In the records below, find the line containing "[pin] rear fender -- one per line", then reproduce that line and every one after it to the end, exactly and alone.
□ □ □
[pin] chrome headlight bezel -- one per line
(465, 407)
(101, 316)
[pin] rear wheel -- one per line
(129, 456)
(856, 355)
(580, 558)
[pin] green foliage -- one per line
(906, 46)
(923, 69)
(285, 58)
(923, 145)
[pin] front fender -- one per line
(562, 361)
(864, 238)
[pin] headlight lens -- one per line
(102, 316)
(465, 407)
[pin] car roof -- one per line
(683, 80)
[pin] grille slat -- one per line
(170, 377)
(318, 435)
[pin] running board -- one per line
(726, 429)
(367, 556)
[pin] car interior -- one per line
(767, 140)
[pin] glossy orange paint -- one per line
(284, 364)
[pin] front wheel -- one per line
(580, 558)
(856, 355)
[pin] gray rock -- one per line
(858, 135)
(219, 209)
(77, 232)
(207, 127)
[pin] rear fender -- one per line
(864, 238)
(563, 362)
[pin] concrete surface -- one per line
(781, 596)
□ □ □
> _Response box_
[pin] rear fender -- one per line
(864, 238)
(563, 362)
[pin] concrete surface -- one per line
(781, 596)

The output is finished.